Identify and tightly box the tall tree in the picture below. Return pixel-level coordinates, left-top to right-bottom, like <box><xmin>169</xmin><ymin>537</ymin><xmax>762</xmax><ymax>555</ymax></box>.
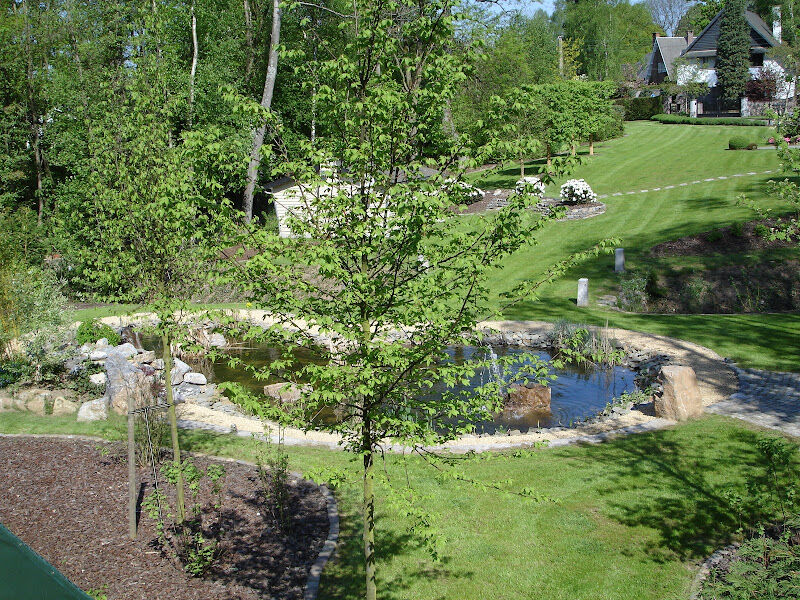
<box><xmin>647</xmin><ymin>0</ymin><xmax>691</xmax><ymax>36</ymax></box>
<box><xmin>717</xmin><ymin>0</ymin><xmax>750</xmax><ymax>101</ymax></box>
<box><xmin>242</xmin><ymin>0</ymin><xmax>281</xmax><ymax>222</ymax></box>
<box><xmin>222</xmin><ymin>0</ymin><xmax>608</xmax><ymax>600</ymax></box>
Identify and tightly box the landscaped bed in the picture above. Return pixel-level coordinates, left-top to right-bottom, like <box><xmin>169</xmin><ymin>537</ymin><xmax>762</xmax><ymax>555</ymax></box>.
<box><xmin>0</xmin><ymin>437</ymin><xmax>328</xmax><ymax>600</ymax></box>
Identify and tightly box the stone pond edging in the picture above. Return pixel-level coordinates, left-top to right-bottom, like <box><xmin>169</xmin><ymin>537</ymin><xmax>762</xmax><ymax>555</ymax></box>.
<box><xmin>0</xmin><ymin>310</ymin><xmax>738</xmax><ymax>452</ymax></box>
<box><xmin>0</xmin><ymin>432</ymin><xmax>339</xmax><ymax>600</ymax></box>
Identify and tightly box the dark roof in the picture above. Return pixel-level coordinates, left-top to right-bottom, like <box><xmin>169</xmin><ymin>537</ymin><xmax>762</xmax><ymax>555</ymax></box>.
<box><xmin>656</xmin><ymin>37</ymin><xmax>686</xmax><ymax>77</ymax></box>
<box><xmin>683</xmin><ymin>9</ymin><xmax>780</xmax><ymax>58</ymax></box>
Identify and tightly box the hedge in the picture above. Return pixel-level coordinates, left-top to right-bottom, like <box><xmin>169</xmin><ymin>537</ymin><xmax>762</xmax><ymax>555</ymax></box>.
<box><xmin>615</xmin><ymin>96</ymin><xmax>664</xmax><ymax>121</ymax></box>
<box><xmin>650</xmin><ymin>115</ymin><xmax>767</xmax><ymax>127</ymax></box>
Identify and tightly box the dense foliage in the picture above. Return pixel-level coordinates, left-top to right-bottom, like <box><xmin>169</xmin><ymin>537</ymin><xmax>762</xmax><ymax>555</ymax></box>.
<box><xmin>716</xmin><ymin>0</ymin><xmax>750</xmax><ymax>100</ymax></box>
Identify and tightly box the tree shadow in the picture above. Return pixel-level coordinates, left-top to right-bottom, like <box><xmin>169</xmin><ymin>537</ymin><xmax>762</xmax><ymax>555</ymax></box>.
<box><xmin>572</xmin><ymin>422</ymin><xmax>780</xmax><ymax>563</ymax></box>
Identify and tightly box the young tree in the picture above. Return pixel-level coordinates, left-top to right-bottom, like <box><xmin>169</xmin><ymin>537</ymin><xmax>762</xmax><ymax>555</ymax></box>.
<box><xmin>57</xmin><ymin>23</ymin><xmax>238</xmax><ymax>521</ymax></box>
<box><xmin>717</xmin><ymin>0</ymin><xmax>750</xmax><ymax>100</ymax></box>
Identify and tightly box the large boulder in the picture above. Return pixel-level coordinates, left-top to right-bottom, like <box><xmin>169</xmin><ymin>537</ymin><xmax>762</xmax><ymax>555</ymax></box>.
<box><xmin>108</xmin><ymin>343</ymin><xmax>139</xmax><ymax>358</ymax></box>
<box><xmin>506</xmin><ymin>383</ymin><xmax>552</xmax><ymax>412</ymax></box>
<box><xmin>78</xmin><ymin>398</ymin><xmax>108</xmax><ymax>423</ymax></box>
<box><xmin>653</xmin><ymin>365</ymin><xmax>703</xmax><ymax>421</ymax></box>
<box><xmin>105</xmin><ymin>354</ymin><xmax>153</xmax><ymax>414</ymax></box>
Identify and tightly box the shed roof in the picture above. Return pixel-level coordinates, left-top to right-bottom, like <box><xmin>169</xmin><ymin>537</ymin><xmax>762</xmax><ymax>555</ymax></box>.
<box><xmin>656</xmin><ymin>37</ymin><xmax>686</xmax><ymax>77</ymax></box>
<box><xmin>683</xmin><ymin>9</ymin><xmax>780</xmax><ymax>58</ymax></box>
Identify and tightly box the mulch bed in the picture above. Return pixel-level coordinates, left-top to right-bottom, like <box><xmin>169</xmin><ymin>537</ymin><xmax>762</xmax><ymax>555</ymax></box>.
<box><xmin>650</xmin><ymin>219</ymin><xmax>791</xmax><ymax>257</ymax></box>
<box><xmin>0</xmin><ymin>437</ymin><xmax>328</xmax><ymax>600</ymax></box>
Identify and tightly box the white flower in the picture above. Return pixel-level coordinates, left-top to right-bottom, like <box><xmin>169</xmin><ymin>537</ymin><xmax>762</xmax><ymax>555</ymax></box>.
<box><xmin>514</xmin><ymin>177</ymin><xmax>547</xmax><ymax>198</ymax></box>
<box><xmin>559</xmin><ymin>179</ymin><xmax>597</xmax><ymax>204</ymax></box>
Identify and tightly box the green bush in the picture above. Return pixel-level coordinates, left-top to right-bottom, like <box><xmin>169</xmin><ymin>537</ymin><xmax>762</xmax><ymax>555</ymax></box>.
<box><xmin>75</xmin><ymin>319</ymin><xmax>121</xmax><ymax>346</ymax></box>
<box><xmin>616</xmin><ymin>96</ymin><xmax>664</xmax><ymax>121</ymax></box>
<box><xmin>0</xmin><ymin>262</ymin><xmax>66</xmax><ymax>355</ymax></box>
<box><xmin>0</xmin><ymin>360</ymin><xmax>34</xmax><ymax>388</ymax></box>
<box><xmin>728</xmin><ymin>135</ymin><xmax>750</xmax><ymax>150</ymax></box>
<box><xmin>650</xmin><ymin>114</ymin><xmax>767</xmax><ymax>127</ymax></box>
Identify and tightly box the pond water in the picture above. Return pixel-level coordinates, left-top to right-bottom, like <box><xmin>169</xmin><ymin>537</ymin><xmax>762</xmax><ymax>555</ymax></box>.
<box><xmin>159</xmin><ymin>346</ymin><xmax>636</xmax><ymax>433</ymax></box>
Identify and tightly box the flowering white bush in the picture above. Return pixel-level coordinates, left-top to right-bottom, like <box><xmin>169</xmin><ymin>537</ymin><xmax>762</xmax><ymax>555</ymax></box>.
<box><xmin>514</xmin><ymin>177</ymin><xmax>546</xmax><ymax>198</ymax></box>
<box><xmin>443</xmin><ymin>179</ymin><xmax>483</xmax><ymax>204</ymax></box>
<box><xmin>560</xmin><ymin>179</ymin><xmax>597</xmax><ymax>204</ymax></box>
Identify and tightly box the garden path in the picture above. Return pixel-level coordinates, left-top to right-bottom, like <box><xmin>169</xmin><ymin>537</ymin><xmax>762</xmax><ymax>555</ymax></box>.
<box><xmin>707</xmin><ymin>367</ymin><xmax>800</xmax><ymax>438</ymax></box>
<box><xmin>597</xmin><ymin>169</ymin><xmax>779</xmax><ymax>200</ymax></box>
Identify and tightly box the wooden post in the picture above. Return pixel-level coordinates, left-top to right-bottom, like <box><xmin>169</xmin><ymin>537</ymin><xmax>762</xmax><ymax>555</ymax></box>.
<box><xmin>128</xmin><ymin>394</ymin><xmax>139</xmax><ymax>540</ymax></box>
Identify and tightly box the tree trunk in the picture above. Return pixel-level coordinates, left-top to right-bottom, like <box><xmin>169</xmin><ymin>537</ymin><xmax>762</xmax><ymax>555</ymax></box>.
<box><xmin>242</xmin><ymin>0</ymin><xmax>281</xmax><ymax>223</ymax></box>
<box><xmin>161</xmin><ymin>333</ymin><xmax>186</xmax><ymax>524</ymax></box>
<box><xmin>244</xmin><ymin>0</ymin><xmax>255</xmax><ymax>84</ymax></box>
<box><xmin>128</xmin><ymin>394</ymin><xmax>139</xmax><ymax>540</ymax></box>
<box><xmin>363</xmin><ymin>446</ymin><xmax>378</xmax><ymax>600</ymax></box>
<box><xmin>189</xmin><ymin>2</ymin><xmax>198</xmax><ymax>129</ymax></box>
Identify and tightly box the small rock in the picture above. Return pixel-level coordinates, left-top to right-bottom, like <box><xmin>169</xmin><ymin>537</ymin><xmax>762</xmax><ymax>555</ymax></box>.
<box><xmin>170</xmin><ymin>358</ymin><xmax>192</xmax><ymax>385</ymax></box>
<box><xmin>78</xmin><ymin>398</ymin><xmax>108</xmax><ymax>423</ymax></box>
<box><xmin>109</xmin><ymin>343</ymin><xmax>139</xmax><ymax>358</ymax></box>
<box><xmin>53</xmin><ymin>396</ymin><xmax>78</xmax><ymax>416</ymax></box>
<box><xmin>183</xmin><ymin>373</ymin><xmax>208</xmax><ymax>385</ymax></box>
<box><xmin>131</xmin><ymin>350</ymin><xmax>155</xmax><ymax>369</ymax></box>
<box><xmin>89</xmin><ymin>373</ymin><xmax>108</xmax><ymax>385</ymax></box>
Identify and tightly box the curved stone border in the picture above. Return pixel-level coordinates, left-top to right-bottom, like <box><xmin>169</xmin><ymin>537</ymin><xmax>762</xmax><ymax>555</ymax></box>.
<box><xmin>689</xmin><ymin>543</ymin><xmax>741</xmax><ymax>600</ymax></box>
<box><xmin>303</xmin><ymin>485</ymin><xmax>339</xmax><ymax>600</ymax></box>
<box><xmin>0</xmin><ymin>432</ymin><xmax>339</xmax><ymax>600</ymax></box>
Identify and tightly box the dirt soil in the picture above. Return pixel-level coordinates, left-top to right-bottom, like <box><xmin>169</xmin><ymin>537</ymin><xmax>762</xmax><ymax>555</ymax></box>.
<box><xmin>650</xmin><ymin>219</ymin><xmax>791</xmax><ymax>257</ymax></box>
<box><xmin>0</xmin><ymin>437</ymin><xmax>328</xmax><ymax>600</ymax></box>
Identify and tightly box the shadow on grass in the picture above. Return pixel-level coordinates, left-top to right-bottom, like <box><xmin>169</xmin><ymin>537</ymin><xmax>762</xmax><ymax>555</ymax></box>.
<box><xmin>572</xmin><ymin>420</ymin><xmax>771</xmax><ymax>563</ymax></box>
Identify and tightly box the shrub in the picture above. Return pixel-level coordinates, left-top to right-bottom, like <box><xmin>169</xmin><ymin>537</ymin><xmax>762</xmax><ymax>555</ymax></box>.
<box><xmin>0</xmin><ymin>360</ymin><xmax>34</xmax><ymax>388</ymax></box>
<box><xmin>650</xmin><ymin>115</ymin><xmax>767</xmax><ymax>127</ymax></box>
<box><xmin>616</xmin><ymin>96</ymin><xmax>664</xmax><ymax>121</ymax></box>
<box><xmin>0</xmin><ymin>263</ymin><xmax>66</xmax><ymax>356</ymax></box>
<box><xmin>753</xmin><ymin>223</ymin><xmax>770</xmax><ymax>240</ymax></box>
<box><xmin>75</xmin><ymin>319</ymin><xmax>122</xmax><ymax>346</ymax></box>
<box><xmin>559</xmin><ymin>179</ymin><xmax>597</xmax><ymax>204</ymax></box>
<box><xmin>728</xmin><ymin>135</ymin><xmax>750</xmax><ymax>150</ymax></box>
<box><xmin>617</xmin><ymin>275</ymin><xmax>647</xmax><ymax>312</ymax></box>
<box><xmin>514</xmin><ymin>177</ymin><xmax>547</xmax><ymax>199</ymax></box>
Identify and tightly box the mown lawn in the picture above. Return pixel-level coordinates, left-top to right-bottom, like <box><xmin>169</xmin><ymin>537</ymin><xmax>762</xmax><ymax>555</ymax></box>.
<box><xmin>471</xmin><ymin>121</ymin><xmax>778</xmax><ymax>195</ymax></box>
<box><xmin>0</xmin><ymin>413</ymin><xmax>792</xmax><ymax>600</ymax></box>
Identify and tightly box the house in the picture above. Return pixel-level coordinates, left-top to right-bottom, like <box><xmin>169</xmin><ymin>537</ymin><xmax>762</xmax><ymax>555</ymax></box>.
<box><xmin>645</xmin><ymin>10</ymin><xmax>794</xmax><ymax>116</ymax></box>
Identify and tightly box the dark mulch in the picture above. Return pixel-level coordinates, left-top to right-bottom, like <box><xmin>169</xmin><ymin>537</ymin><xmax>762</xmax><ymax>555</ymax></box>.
<box><xmin>0</xmin><ymin>438</ymin><xmax>328</xmax><ymax>600</ymax></box>
<box><xmin>650</xmin><ymin>219</ymin><xmax>791</xmax><ymax>257</ymax></box>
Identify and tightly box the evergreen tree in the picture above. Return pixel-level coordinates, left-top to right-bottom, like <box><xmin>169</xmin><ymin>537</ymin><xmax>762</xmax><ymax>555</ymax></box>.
<box><xmin>717</xmin><ymin>0</ymin><xmax>750</xmax><ymax>100</ymax></box>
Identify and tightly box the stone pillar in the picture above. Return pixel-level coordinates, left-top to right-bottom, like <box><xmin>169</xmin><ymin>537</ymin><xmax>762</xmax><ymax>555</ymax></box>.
<box><xmin>578</xmin><ymin>277</ymin><xmax>589</xmax><ymax>306</ymax></box>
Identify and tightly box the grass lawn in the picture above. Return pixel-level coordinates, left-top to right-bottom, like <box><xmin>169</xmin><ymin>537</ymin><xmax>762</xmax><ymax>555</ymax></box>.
<box><xmin>471</xmin><ymin>121</ymin><xmax>778</xmax><ymax>195</ymax></box>
<box><xmin>0</xmin><ymin>413</ymin><xmax>792</xmax><ymax>600</ymax></box>
<box><xmin>466</xmin><ymin>135</ymin><xmax>800</xmax><ymax>371</ymax></box>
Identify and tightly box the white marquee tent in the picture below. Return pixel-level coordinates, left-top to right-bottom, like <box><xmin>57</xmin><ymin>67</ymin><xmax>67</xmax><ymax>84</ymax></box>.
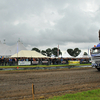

## [THE EXERCISE]
Retype the records exactly, beginning with the line that contains "Identify and tightly box the stone pillar" and continuing through the end of the records, and leave the pictures out of your answer.

## [OUTPUT FOR THIS EXERCISE]
Identify and tightly box the stone pillar in the picture above. Return pixel-level coordinates, left-top to right-bottom, like <box><xmin>169</xmin><ymin>537</ymin><xmax>762</xmax><ymax>555</ymax></box>.
<box><xmin>578</xmin><ymin>277</ymin><xmax>589</xmax><ymax>306</ymax></box>
Identify and tightly box the grass lawn in the picture above. Return pixel-level coordinates, left-top to right-bottom, like <box><xmin>169</xmin><ymin>537</ymin><xmax>762</xmax><ymax>555</ymax></box>.
<box><xmin>471</xmin><ymin>121</ymin><xmax>778</xmax><ymax>195</ymax></box>
<box><xmin>0</xmin><ymin>413</ymin><xmax>792</xmax><ymax>600</ymax></box>
<box><xmin>466</xmin><ymin>135</ymin><xmax>800</xmax><ymax>371</ymax></box>
Identify and tightly box the white marquee tent in the picture below. Return pixel-level coordinates, left-top to right-bottom, like <box><xmin>57</xmin><ymin>67</ymin><xmax>67</xmax><ymax>84</ymax></box>.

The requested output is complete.